## EXERCISE OBJECTIVE
Locate the word "white" in the material, then show every line that holds it.
#### EXTRACTED DATA ####
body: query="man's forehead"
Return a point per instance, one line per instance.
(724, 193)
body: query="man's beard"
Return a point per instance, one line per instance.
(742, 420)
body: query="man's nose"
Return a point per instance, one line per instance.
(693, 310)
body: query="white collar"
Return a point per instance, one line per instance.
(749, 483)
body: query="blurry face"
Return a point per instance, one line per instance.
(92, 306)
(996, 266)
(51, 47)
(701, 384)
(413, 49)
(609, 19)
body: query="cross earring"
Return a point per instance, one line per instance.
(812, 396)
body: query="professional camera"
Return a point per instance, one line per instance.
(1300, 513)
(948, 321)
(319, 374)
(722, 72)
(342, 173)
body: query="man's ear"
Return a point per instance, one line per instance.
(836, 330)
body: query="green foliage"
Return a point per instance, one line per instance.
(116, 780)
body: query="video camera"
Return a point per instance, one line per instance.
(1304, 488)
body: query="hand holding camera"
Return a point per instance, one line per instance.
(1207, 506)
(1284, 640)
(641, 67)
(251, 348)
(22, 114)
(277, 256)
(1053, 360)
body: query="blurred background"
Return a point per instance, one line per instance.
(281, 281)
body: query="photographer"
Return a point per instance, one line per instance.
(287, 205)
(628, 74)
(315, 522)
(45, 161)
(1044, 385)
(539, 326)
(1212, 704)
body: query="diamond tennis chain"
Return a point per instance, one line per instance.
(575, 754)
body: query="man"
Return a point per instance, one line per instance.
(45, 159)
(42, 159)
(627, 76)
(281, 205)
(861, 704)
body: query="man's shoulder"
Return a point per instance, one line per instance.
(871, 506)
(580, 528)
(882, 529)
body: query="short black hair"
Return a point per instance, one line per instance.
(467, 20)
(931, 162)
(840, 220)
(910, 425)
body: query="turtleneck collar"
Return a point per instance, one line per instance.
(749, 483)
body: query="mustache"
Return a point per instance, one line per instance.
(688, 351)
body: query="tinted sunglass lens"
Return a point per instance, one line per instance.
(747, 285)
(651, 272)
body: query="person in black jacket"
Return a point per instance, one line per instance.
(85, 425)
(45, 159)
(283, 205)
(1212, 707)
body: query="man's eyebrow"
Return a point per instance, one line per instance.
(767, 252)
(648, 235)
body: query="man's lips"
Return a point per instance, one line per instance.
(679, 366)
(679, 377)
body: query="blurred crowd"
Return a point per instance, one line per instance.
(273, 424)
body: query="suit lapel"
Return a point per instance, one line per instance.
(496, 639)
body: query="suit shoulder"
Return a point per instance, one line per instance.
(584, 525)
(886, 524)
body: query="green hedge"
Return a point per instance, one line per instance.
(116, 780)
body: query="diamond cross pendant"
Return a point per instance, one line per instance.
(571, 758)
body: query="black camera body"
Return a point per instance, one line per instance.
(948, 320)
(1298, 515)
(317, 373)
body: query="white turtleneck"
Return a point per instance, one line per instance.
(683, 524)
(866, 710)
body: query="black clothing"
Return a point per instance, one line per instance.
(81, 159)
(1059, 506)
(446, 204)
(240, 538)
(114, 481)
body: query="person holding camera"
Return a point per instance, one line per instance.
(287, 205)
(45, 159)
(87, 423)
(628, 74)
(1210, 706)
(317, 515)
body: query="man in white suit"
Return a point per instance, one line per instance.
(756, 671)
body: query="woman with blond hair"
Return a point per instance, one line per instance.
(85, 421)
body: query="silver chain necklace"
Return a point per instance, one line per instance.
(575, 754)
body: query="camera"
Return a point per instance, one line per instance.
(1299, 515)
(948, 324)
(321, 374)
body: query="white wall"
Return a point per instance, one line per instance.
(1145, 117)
####
## EXERCISE RESPONSE
body: query="white collar"
body: query="white turtleneck"
body: query="man in white suit"
body: query="white wall"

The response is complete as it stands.